__Problem to solve__. Copy every line that holds the string "positive" from the data below.

### Records for the task ###

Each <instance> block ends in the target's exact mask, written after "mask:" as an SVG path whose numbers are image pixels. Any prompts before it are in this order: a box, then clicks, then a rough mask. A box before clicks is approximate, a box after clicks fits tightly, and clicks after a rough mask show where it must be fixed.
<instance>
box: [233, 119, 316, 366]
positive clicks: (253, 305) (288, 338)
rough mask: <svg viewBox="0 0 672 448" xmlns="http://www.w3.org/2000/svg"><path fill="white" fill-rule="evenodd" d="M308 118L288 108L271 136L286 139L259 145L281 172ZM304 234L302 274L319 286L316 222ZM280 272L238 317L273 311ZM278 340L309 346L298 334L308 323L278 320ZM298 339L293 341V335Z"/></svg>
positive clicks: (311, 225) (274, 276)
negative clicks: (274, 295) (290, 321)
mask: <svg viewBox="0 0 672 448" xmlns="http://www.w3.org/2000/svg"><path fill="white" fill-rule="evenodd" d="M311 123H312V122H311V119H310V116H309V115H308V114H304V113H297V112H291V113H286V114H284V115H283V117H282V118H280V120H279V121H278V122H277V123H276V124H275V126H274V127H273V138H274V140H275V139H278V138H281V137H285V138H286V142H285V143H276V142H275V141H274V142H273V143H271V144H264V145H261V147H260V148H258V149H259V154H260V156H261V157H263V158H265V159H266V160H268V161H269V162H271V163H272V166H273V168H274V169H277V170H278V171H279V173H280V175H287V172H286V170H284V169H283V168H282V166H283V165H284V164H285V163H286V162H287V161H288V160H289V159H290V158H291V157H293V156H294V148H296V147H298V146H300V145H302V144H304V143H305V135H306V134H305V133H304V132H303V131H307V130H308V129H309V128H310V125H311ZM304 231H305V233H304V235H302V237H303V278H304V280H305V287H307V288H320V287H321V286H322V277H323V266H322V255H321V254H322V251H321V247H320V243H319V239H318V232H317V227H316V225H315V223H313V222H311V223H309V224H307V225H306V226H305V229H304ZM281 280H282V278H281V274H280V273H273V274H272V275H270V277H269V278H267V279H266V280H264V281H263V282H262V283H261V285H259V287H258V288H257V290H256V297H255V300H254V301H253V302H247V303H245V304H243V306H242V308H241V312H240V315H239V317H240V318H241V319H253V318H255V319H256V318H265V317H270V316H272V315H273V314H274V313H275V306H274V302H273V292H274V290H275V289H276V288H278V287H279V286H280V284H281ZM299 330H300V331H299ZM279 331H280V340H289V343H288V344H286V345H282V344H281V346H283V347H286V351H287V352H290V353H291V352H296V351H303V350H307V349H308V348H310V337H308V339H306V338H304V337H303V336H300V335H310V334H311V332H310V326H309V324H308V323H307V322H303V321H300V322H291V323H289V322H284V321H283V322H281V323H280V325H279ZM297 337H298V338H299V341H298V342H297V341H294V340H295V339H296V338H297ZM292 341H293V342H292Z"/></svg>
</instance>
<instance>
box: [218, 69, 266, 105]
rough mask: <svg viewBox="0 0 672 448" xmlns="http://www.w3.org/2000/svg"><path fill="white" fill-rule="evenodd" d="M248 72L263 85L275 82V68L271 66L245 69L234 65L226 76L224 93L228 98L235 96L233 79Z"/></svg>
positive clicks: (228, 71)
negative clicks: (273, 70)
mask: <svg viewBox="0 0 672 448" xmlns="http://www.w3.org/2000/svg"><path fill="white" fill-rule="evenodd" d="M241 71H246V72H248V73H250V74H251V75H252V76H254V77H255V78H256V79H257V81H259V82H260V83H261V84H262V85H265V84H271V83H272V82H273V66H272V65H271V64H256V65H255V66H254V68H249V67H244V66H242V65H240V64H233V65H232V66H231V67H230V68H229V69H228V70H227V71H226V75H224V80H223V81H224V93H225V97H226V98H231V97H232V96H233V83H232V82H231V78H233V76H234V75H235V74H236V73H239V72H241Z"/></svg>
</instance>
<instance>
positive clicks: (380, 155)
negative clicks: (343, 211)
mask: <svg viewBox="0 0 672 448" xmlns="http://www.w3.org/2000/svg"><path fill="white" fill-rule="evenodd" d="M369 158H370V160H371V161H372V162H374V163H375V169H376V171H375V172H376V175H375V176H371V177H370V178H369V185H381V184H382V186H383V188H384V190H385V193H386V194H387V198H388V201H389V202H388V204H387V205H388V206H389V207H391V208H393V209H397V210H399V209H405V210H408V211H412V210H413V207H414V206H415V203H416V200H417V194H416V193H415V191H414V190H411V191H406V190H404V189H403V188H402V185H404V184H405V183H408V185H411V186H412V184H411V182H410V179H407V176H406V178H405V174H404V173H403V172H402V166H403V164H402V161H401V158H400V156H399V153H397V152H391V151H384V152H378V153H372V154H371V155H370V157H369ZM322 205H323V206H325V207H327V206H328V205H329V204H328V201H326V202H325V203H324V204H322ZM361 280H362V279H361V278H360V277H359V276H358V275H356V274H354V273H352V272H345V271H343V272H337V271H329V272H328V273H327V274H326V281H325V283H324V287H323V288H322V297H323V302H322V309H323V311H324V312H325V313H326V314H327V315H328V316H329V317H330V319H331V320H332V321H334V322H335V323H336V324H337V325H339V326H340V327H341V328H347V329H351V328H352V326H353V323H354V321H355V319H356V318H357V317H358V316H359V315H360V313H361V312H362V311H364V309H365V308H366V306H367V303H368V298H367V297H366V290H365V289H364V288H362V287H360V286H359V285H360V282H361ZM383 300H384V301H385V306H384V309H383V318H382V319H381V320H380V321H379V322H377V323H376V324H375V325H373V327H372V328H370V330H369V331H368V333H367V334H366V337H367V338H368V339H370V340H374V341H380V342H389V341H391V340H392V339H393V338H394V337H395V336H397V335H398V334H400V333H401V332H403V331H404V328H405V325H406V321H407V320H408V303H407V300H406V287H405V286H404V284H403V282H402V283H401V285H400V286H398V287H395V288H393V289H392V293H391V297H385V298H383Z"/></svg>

###

__Solution__.
positive clicks: (253, 305) (288, 338)
positive clicks: (311, 225) (274, 276)
positive clicks: (228, 71)
positive clicks: (380, 155)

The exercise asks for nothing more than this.